* **PARTS OF THE EXERCISE**
1. Summarize the article on missing Japanese centenarians in two sentences.
2. According to the article on missing Japanese centenarians, how much in widower's pension payments had been deposited since Sogen Kato's wife died?
3. Rewrite the article on missing Japanese centenarians between "Japanese probe as" and "southern Saga prefecture.", inclusive, substituting "people aged 100 or older" for each occurrence of "centenarians".

* **QUOTED PASSAGE**
╔══

Japanese probe as 200 centenarians missing
[The Nation (Nairobi)] Nearly 200 Japanese centenarians are missing, officials said today, with the total likely to rise amid a nationwide search after the discovery of the 30-year-old corpse of a man registered as aged 111.
In the western city of Kobe alone, the whereabouts of 105 out of 847 centenarians were unknown as of the end of July, a city official said.
"The city launched an investigation on the condition of the 105 people," the Kobe city official said -- in addition to 22 others who have not accessed nursing or medical insurance in recent years.
Those unaccounted-for include people who would be older than the current officially recognised oldest woman in Japan, 113-year-old Chiyono Hasegawa, who lives in southern Saga prefecture.
They include one supposedly 125-year-old woman.
The sheer number of missing has raised fears that Japan's current welfare system could be easily exploited by relatives, after officials visiting Sogen Kato on his 111th birthday instead found his mummified, 30 year-old remains.
Police are investigating the late Kato's relatives -- who claimed he had retreated to his room to become "a living Buddha" -- for fraud because the government had kept paying a pension into the man's bank account. A total of 9.5 million yen (109,000 dollars) in widower's pension payments had been deposited since his wife died six years ago, and some of the money had recently been withdrawn, reports said.

╚══

* **DATA EXCERPTS**

╔══

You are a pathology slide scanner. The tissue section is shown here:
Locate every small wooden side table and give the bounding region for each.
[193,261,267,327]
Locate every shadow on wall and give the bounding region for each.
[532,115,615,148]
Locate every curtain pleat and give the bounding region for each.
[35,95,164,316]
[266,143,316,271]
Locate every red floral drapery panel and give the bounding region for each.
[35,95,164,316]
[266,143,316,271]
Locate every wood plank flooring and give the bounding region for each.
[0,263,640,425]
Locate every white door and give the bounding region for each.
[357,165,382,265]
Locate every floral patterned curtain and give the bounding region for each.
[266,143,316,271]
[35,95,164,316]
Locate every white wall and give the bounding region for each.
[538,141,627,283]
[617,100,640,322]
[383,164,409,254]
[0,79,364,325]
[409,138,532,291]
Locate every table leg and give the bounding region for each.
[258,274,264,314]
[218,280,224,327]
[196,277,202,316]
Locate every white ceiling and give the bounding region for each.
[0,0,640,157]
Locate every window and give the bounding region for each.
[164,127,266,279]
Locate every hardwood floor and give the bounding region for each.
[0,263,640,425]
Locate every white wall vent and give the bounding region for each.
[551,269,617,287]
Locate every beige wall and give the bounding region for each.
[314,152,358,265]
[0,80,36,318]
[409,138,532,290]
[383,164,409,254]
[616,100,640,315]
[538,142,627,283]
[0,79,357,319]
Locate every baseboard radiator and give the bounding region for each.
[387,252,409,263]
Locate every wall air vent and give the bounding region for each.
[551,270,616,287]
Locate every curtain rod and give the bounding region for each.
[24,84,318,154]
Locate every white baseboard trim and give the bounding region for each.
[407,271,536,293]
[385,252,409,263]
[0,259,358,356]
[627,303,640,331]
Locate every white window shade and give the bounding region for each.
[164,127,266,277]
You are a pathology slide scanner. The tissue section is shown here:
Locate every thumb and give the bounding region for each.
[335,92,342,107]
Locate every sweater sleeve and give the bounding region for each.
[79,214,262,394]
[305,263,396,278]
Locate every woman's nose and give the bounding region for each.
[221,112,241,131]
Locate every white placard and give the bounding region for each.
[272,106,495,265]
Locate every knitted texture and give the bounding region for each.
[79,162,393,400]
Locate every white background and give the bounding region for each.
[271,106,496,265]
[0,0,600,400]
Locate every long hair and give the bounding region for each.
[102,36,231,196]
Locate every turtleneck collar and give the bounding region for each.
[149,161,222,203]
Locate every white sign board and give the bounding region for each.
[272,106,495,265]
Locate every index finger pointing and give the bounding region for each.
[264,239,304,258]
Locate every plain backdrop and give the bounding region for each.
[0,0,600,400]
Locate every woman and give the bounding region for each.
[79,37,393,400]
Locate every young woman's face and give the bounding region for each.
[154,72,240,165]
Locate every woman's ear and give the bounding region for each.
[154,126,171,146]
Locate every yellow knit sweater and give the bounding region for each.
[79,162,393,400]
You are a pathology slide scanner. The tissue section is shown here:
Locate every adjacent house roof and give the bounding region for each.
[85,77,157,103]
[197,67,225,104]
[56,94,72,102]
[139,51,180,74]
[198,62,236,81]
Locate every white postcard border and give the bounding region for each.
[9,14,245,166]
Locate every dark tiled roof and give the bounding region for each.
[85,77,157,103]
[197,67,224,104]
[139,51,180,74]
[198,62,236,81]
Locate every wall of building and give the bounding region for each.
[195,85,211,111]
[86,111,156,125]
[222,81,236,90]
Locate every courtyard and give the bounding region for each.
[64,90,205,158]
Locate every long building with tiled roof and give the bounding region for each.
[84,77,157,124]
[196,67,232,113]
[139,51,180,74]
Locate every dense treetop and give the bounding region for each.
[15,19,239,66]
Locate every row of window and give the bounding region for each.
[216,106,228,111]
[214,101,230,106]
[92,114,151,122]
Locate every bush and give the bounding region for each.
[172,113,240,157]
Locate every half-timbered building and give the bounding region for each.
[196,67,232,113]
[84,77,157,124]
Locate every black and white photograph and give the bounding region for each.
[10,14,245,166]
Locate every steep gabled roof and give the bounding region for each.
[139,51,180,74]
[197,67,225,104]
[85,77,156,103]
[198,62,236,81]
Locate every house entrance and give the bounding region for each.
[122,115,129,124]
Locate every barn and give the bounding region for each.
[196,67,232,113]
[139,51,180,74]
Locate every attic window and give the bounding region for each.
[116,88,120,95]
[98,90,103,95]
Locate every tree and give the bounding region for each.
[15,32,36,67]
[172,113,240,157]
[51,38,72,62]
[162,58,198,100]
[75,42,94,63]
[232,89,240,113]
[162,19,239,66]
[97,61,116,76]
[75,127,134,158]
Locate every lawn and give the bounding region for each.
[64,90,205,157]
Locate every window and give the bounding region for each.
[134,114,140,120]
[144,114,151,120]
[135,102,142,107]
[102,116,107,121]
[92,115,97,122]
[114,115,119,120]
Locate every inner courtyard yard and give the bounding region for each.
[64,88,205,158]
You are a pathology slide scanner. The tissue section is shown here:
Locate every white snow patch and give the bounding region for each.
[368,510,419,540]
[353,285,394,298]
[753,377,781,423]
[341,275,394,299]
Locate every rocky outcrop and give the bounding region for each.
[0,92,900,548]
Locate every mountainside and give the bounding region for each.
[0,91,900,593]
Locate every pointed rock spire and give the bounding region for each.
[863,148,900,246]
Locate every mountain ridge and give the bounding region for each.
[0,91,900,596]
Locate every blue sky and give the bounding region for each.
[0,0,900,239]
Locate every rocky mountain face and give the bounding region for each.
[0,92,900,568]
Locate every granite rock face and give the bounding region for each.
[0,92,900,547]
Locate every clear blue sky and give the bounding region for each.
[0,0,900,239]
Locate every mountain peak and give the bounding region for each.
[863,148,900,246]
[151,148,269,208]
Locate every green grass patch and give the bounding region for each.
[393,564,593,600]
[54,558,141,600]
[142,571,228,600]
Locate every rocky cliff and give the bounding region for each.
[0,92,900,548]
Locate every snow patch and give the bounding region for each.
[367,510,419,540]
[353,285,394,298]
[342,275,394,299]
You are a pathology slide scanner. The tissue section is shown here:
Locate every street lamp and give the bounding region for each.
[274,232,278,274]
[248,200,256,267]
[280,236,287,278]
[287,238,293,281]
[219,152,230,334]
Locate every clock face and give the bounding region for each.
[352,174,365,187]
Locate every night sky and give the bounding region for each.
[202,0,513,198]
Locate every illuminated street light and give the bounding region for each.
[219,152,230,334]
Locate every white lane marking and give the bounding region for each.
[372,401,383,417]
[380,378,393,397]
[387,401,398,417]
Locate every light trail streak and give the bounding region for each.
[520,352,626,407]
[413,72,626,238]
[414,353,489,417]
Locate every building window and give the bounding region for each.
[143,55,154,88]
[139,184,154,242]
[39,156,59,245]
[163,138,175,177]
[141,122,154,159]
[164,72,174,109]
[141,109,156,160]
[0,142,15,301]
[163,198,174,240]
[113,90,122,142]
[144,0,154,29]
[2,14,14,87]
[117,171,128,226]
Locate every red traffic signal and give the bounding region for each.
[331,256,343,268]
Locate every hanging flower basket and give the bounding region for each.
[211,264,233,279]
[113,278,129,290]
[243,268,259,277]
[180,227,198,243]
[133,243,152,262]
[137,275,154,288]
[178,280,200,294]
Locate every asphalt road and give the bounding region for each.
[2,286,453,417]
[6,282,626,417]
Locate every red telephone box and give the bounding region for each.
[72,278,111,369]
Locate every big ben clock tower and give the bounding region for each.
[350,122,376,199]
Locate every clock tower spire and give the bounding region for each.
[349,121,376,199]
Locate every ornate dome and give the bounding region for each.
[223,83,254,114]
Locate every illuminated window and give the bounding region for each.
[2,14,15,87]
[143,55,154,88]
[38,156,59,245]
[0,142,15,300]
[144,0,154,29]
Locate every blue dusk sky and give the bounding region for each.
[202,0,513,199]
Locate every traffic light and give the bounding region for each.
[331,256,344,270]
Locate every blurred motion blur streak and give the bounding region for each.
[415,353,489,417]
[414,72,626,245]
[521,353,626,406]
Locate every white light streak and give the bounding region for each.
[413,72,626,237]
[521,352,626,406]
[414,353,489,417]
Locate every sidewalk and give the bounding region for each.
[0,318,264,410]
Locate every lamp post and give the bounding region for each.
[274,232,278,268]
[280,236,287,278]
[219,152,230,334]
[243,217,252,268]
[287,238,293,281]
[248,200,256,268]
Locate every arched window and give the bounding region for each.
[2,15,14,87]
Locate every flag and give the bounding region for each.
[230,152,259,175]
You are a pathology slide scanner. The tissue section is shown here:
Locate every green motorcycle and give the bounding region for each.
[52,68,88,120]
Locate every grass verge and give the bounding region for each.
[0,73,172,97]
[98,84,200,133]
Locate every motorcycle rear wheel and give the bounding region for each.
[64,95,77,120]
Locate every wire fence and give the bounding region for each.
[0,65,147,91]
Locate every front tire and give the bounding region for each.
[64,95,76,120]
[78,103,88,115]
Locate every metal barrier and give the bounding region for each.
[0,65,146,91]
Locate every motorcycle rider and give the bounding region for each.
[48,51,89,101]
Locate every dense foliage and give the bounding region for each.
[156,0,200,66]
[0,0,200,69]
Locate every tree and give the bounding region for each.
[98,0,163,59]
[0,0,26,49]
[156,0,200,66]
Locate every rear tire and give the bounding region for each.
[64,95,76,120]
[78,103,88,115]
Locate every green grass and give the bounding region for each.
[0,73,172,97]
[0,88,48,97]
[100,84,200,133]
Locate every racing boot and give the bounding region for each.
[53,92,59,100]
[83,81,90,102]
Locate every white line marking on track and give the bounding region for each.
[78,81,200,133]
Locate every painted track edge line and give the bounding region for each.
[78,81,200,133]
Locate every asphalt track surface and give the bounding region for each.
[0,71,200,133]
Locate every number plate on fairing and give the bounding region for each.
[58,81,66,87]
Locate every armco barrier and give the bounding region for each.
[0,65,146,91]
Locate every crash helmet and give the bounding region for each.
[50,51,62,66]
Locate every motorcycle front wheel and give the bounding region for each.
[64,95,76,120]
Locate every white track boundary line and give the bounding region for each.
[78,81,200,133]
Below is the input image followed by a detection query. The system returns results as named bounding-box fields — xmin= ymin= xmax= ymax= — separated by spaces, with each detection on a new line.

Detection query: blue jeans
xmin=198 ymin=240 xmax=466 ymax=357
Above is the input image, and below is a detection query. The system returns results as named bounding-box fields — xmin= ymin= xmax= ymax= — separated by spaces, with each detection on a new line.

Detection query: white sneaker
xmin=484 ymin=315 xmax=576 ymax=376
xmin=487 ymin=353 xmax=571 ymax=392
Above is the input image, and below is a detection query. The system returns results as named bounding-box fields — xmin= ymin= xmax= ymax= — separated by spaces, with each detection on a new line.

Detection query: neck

╚══

* **EXERCISE SOLUTIONS**
1. Nearly 200 Japanese centenarians are missing, and a nationwide search began after officials found the 30-year-old corpse of a man registered as aged 111. The case has raised fears that relatives could easily exploit the welfare system, and police are investigating the man's relatives for fraud because his pension kept being paid.

2. A total of 9.5 million yen (109,000 dollars).

3.
Japanese probe as 200 people aged 100 or older missing
[The Nation (Nairobi)] Nearly 200 Japanese people aged 100 or older are missing, officials said today, with the total likely to rise amid a nationwide search after the discovery of the 30-year-old corpse of a man registered as aged 111.
In the western city of Kobe alone, the whereabouts of 105 out of 847 people aged 100 or older were unknown as of the end of July, a city official said.
"The city launched an investigation on the condition of the 105 people," the Kobe city official said -- in addition to 22 others who have not accessed nursing or medical insurance in recent years.
Those unaccounted-for include people who would be older than the current officially recognised oldest woman in Japan, 113-year-old Chiyono Hasegawa, who lives in southern Saga prefecture.